**TASK DIRECTIONS:** Send back the entries below exactly as they appear.

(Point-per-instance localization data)
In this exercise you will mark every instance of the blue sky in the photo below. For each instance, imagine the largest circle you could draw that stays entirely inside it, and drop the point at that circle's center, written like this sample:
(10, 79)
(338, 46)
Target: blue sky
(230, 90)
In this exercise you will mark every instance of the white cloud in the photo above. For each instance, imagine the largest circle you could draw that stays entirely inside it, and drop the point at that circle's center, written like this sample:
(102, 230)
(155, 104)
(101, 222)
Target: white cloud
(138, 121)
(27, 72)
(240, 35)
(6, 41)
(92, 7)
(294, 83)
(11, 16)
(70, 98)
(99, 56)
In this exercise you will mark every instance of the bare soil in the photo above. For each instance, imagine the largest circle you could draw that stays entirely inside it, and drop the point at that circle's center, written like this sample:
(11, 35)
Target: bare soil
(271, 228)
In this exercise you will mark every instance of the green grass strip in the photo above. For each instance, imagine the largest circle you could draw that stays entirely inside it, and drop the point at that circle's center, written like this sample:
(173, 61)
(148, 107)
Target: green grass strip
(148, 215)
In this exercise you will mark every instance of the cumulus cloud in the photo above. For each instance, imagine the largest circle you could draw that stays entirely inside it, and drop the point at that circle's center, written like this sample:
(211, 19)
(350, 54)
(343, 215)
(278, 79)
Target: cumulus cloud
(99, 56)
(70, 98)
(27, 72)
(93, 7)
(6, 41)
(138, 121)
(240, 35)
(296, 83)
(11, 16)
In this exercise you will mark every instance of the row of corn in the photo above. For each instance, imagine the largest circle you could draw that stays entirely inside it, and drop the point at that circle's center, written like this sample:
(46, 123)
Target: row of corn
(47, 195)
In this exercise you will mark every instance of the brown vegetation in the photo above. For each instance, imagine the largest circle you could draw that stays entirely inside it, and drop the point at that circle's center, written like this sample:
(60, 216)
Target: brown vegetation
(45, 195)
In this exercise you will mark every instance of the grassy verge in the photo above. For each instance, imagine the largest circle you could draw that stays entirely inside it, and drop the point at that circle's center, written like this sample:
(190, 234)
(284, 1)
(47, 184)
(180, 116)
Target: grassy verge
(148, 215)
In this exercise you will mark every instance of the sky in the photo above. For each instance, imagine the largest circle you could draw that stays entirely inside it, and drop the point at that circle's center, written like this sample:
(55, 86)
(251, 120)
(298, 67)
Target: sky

**ANSWER FOR THIS EXERCISE:**
In this exercise you will mark every instance of the blue sky in the photo below. For each instance, imagine the largest circle you could draw that stays entirely inside it, and drop the point at that circle's center, written like this sample:
(10, 79)
(338, 46)
Target: blue sky
(230, 90)
In this exercise you will mark every instance of the white cloud in the photo above. For each instance, imagine the largest circle you could draw that stays entirely inside it, and drop the point at that circle's center, written like this sample:
(102, 230)
(155, 104)
(101, 222)
Target: white cloud
(138, 121)
(27, 72)
(240, 35)
(6, 41)
(92, 7)
(294, 83)
(11, 16)
(70, 98)
(99, 56)
In this exercise you will mark every instance of the bare soil in the photo above. For each instance, imagine the largest circle you could draw that stays entirely inside it, and drop the point at that circle's center, written like this sample:
(11, 35)
Target: bare soil
(271, 228)
In this exercise you will mark every instance of the green grass strip in the photo above. For each instance, imagine the largest circle you could draw that stays entirely inside it, and drop the point at that circle's center, written like this sample:
(173, 61)
(148, 107)
Target: green grass strip
(148, 215)
In this exercise you will mark every instance of the cumulus cloud in the photo above. For each instance, imagine the largest circle you could draw that stays entirely inside it, and drop the point at that circle's center, written like this sample:
(211, 19)
(350, 54)
(343, 215)
(278, 79)
Target: cumulus cloud
(99, 56)
(70, 98)
(27, 72)
(93, 7)
(6, 41)
(138, 121)
(240, 35)
(296, 83)
(11, 16)
In this exercise you will mark every instance of the row of corn in the photo above. For each instance, imagine the largest circle you could draw that stays entirely inside it, and drop the point at that circle's center, written like this sample:
(46, 123)
Target: row of corn
(47, 195)
In this exercise you will mark every instance of the brown vegetation in the photo above. For each instance, imagine the largest circle you could draw that stays entirely inside it, and drop the point at that circle's center, written like this sample:
(60, 216)
Target: brown vegetation
(45, 195)
In this exercise you will mark every instance of the grassy verge in the photo above. For each instance, imagine the largest circle you could draw that stays entirely inside it, and drop the point at that circle's center, written like this sample:
(190, 234)
(284, 1)
(47, 184)
(180, 116)
Target: grassy verge
(148, 215)
In this exercise you will mark every instance of the sky in the photo above. For each instance, imagine the largest circle you could draw that stays entirely inside it, and drop the point at that circle's center, written like this sample:
(55, 86)
(251, 120)
(298, 67)
Target: sky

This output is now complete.